**WHAT THIS TASK INVOLVES:** Rewrite all the data below with "tight" swapped for "precise" everywhere it occurs, leaving everything else unchanged.

=====

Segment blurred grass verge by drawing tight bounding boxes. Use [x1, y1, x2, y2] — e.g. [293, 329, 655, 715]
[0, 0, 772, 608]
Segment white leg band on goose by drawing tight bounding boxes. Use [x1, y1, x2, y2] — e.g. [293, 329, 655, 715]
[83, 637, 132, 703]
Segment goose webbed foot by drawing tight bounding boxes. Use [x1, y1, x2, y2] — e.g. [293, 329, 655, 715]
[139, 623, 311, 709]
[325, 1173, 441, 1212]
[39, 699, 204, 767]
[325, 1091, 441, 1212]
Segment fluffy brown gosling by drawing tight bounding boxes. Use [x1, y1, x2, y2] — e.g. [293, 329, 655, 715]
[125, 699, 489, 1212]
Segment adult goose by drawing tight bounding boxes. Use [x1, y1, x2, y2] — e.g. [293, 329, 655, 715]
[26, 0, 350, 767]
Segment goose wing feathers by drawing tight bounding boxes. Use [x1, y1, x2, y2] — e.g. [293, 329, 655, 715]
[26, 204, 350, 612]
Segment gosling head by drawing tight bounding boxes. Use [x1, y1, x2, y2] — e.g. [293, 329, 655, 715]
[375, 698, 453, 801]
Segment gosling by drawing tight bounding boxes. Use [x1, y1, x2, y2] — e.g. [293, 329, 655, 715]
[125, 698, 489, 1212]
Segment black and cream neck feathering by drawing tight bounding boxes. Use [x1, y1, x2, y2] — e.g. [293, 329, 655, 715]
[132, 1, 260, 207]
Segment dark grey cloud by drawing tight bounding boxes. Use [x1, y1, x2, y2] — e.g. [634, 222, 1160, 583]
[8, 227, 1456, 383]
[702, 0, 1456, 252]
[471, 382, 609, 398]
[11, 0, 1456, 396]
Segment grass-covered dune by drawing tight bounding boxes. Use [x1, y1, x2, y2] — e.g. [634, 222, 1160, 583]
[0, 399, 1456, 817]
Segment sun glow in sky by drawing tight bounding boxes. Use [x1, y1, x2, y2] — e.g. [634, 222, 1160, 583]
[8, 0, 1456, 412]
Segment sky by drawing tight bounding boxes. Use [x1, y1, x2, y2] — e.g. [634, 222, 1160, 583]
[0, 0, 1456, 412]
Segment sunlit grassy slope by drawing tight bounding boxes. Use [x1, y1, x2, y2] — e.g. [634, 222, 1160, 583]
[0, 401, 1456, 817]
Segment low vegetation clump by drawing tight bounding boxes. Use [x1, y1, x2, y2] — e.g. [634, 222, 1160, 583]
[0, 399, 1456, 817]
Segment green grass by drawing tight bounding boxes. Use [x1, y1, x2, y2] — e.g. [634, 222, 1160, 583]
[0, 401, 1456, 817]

=====

**WRITTEN SOLUTION:**
Segment blurred grass verge by drawing precise bounding boxes. Use [x1, y1, x2, y2] — e.g. [293, 329, 655, 715]
[0, 0, 772, 608]
Segment white leg band on goose by drawing precise bounding boxes. Use [x1, y1, x2, y2] — e.g. [293, 329, 655, 715]
[83, 637, 132, 703]
Segment goose webbed foot by drawing precise bounding boxes. Use [x1, y1, x2, y2] — e.g. [293, 329, 655, 715]
[139, 623, 311, 709]
[325, 1173, 441, 1212]
[39, 699, 204, 767]
[325, 1091, 441, 1212]
Segment fluffy brown gosling by drawing precise bounding boxes. Use [x1, y1, x2, y2] — e.g. [293, 329, 655, 715]
[125, 699, 489, 1212]
Segment adult goose by drawing precise bounding boxes. Use [x1, y1, x2, y2] — e.g. [293, 329, 655, 715]
[26, 0, 350, 767]
Segment goose wing feathers by drawing precise bounding boxes. Use [x1, y1, x2, y2] — e.g. [293, 329, 655, 715]
[26, 204, 350, 612]
Segment gosling head by drawing precise bounding boxes. Use [x1, y1, x2, y2] — e.g. [293, 329, 655, 715]
[375, 698, 453, 801]
Segment gosling by drawing precise bounding boxes. Use [x1, y1, x2, y2] — e.g. [293, 329, 655, 715]
[125, 698, 489, 1212]
Segment black and cream neck feathering by drawing precise bounding boxes. Use [x1, y1, x2, y2] — e.g. [293, 329, 655, 715]
[132, 1, 260, 207]
Segment dark grey cloud by drawing precise bounding boxes. Use [x1, y1, x2, y2] — e.g. [634, 222, 1160, 583]
[8, 227, 1456, 383]
[702, 0, 1456, 252]
[471, 382, 609, 398]
[11, 0, 1456, 396]
Segment grass-covered dune by drawing precise bounding boxes. Use [x1, y1, x2, y2] — e.g. [634, 222, 1160, 583]
[0, 399, 1456, 817]
Segment sun glow in sky by drawing precise bounding boxes. Use [x1, y1, x2, y2] — e.g. [634, 222, 1160, 583]
[8, 0, 1456, 412]
Segment sky by drawing precise bounding boxes. Use [x1, y1, x2, y2] — e.g. [634, 222, 1160, 583]
[0, 0, 1456, 412]
Segment sunlit grassy slope by drawing precise bounding boxes. Use [x1, y1, x2, y2] — e.g. [634, 222, 1160, 583]
[0, 401, 1456, 817]
Segment low vegetation clump by drawing precise bounding boxes. Use [x1, y1, x2, y2] — e.g. [634, 222, 1160, 583]
[0, 399, 1456, 817]
Segment green grass by drawing precise bounding boxes. Use [x1, y1, x2, y2] — e.g. [634, 222, 1160, 583]
[0, 401, 1456, 817]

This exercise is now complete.